Count the lines in the records below that contain the word "black". Reply with the number alone.

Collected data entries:
## BEGIN
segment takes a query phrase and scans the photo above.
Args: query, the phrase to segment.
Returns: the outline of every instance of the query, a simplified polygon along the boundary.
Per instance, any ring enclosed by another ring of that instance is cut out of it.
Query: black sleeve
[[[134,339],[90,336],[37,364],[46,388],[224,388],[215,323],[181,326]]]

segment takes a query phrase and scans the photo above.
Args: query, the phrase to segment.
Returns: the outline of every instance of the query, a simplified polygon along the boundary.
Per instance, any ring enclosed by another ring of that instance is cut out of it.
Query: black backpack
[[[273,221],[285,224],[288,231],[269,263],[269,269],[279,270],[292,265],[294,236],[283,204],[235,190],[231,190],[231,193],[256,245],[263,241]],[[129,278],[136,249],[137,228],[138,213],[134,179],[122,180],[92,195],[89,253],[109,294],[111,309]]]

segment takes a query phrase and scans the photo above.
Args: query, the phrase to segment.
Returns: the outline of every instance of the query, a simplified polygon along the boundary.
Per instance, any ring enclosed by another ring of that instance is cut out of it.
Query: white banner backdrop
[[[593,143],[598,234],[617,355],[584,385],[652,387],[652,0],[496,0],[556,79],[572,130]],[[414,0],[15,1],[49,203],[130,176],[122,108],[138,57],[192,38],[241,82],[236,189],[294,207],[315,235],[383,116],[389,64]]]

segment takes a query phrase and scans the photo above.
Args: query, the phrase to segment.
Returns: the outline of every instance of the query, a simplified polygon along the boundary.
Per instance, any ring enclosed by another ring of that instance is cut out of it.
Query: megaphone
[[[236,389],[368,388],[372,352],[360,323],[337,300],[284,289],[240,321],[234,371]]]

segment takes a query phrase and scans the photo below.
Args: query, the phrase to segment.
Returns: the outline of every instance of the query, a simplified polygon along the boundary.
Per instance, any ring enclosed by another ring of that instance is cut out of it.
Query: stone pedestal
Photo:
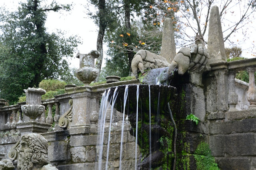
[[[68,90],[68,93],[73,99],[70,130],[96,126],[101,95],[98,92],[92,91],[91,87],[84,86]]]
[[[22,136],[27,133],[47,132],[51,126],[52,125],[49,123],[32,121],[18,123],[17,129],[20,130],[21,136]]]

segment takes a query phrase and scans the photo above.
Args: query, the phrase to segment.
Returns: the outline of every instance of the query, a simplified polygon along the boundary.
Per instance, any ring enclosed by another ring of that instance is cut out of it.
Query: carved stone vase
[[[92,50],[88,54],[78,53],[76,57],[80,59],[80,67],[76,71],[77,78],[86,86],[94,81],[99,74],[99,70],[94,68],[94,59],[100,55],[100,52]]]
[[[21,110],[25,115],[29,117],[32,121],[35,121],[45,109],[45,107],[40,104],[42,95],[45,94],[46,91],[41,88],[30,87],[24,91],[26,93],[26,104],[21,107]]]

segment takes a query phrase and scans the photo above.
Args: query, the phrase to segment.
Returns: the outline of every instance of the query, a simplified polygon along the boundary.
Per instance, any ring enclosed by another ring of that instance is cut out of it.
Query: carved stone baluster
[[[250,67],[247,68],[249,72],[249,88],[246,93],[247,100],[250,102],[249,109],[256,109],[256,86],[254,72],[255,68]]]
[[[5,115],[3,114],[2,115],[2,123],[0,125],[0,130],[1,131],[4,131],[5,130]]]
[[[48,116],[46,118],[46,123],[52,124],[53,123],[53,118],[52,117],[52,105],[53,103],[48,104]]]
[[[12,110],[12,122],[11,123],[11,126],[12,129],[16,128],[17,126],[17,110],[14,109]]]
[[[58,124],[59,119],[60,119],[60,103],[56,103],[55,104],[56,107],[55,115],[54,115],[54,119],[55,122],[55,125]]]
[[[236,71],[235,70],[230,70],[228,75],[228,111],[236,111],[236,105],[238,101],[238,95],[236,93],[235,87],[235,77]]]
[[[7,117],[7,123],[4,125],[5,130],[9,130],[12,129],[12,127],[11,126],[11,114],[12,111],[8,111],[8,116]]]
[[[21,111],[21,109],[18,109],[18,111],[20,113],[19,115],[19,121],[18,122],[18,123],[22,123],[23,122],[22,121],[22,113]]]
[[[44,105],[44,106],[45,107],[45,108],[46,108],[47,105]],[[46,120],[45,118],[45,110],[44,111],[43,113],[41,115],[41,117],[39,119],[39,122],[43,123],[46,123]]]

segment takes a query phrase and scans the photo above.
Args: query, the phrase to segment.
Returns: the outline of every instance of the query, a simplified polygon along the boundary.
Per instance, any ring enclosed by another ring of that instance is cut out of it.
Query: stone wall
[[[210,120],[209,143],[222,169],[256,168],[256,110],[229,112]]]

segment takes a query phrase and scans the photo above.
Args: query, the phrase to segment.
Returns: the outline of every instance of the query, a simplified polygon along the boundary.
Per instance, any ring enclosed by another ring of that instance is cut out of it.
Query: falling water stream
[[[149,92],[149,169],[151,169],[151,106],[150,97],[150,85],[148,85]]]
[[[101,99],[102,104],[100,109],[100,114],[99,115],[99,130],[98,142],[100,147],[99,155],[99,160],[98,167],[99,170],[101,170],[101,166],[102,160],[102,155],[103,153],[103,142],[104,138],[105,122],[106,120],[106,116],[108,109],[110,105],[110,103],[108,102],[108,99],[109,96],[110,91],[109,89],[108,91],[107,95],[106,93],[103,93]],[[112,97],[111,97],[111,99]],[[111,101],[111,99],[110,99]]]
[[[108,154],[109,152],[109,144],[110,143],[110,132],[111,131],[111,124],[112,124],[112,117],[113,115],[113,111],[114,111],[114,103],[116,103],[116,97],[117,97],[117,95],[118,95],[118,92],[117,91],[117,87],[116,87],[115,89],[115,91],[114,92],[114,95],[113,95],[113,98],[112,101],[112,106],[111,106],[111,113],[110,114],[110,120],[109,125],[109,130],[108,131],[108,150],[107,151],[107,159],[106,161],[106,169],[107,170],[108,169]]]
[[[161,71],[161,73],[156,78],[156,84],[158,85],[160,85],[160,83],[158,81],[158,79],[160,79],[160,75],[162,73],[163,71]],[[135,169],[137,169],[137,143],[138,143],[138,101],[139,101],[139,85],[137,85],[137,90],[136,90],[136,137],[135,137]],[[121,143],[120,146],[120,162],[119,162],[119,169],[122,170],[122,150],[123,147],[123,140],[124,136],[124,125],[125,121],[125,111],[126,107],[126,102],[128,97],[128,86],[126,85],[125,87],[124,90],[124,107],[122,112],[122,132],[121,134]],[[106,115],[107,114],[107,110],[109,108],[110,104],[111,104],[111,114],[110,115],[110,123],[109,128],[108,140],[108,146],[107,150],[107,155],[106,160],[106,168],[107,170],[108,169],[108,157],[109,154],[109,147],[110,145],[110,134],[111,130],[111,125],[112,124],[112,119],[113,117],[113,113],[114,109],[114,106],[115,105],[116,99],[118,95],[118,87],[116,87],[115,89],[114,94],[110,97],[110,89],[108,89],[107,92],[104,92],[102,95],[102,98],[101,105],[100,109],[100,113],[99,117],[99,130],[98,134],[99,135],[98,136],[98,146],[100,148],[99,152],[99,158],[98,160],[98,169],[99,170],[101,170],[102,166],[102,156],[103,156],[103,144],[104,144],[104,128],[105,127],[105,122],[106,118]],[[150,85],[148,85],[148,92],[149,92],[149,169],[151,168],[151,160],[152,160],[152,155],[151,155],[151,94],[150,94]],[[110,98],[110,100],[109,100]],[[159,116],[159,114],[160,112],[160,103],[159,100],[160,98],[160,89],[159,89],[159,93],[158,96],[158,102],[157,104],[157,118],[158,119]],[[108,101],[110,101],[108,102]],[[112,101],[112,102],[111,101]],[[141,104],[142,103],[141,103]],[[158,122],[158,121],[157,121]]]
[[[123,138],[124,136],[124,115],[125,112],[125,106],[126,104],[127,97],[128,97],[128,86],[126,85],[124,90],[124,113],[123,114],[123,121],[122,124],[122,133],[121,134],[121,145],[120,146],[120,162],[119,163],[119,169],[122,170],[122,153],[123,146]]]
[[[137,170],[137,143],[138,141],[138,117],[139,104],[139,95],[140,94],[140,86],[137,85],[136,99],[137,107],[136,108],[136,135],[135,137],[135,170]]]

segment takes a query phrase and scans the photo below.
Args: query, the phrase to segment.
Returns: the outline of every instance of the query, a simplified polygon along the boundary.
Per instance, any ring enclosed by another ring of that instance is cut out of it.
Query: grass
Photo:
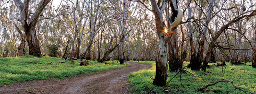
## END
_OUTPUT FOR THIS TASK_
2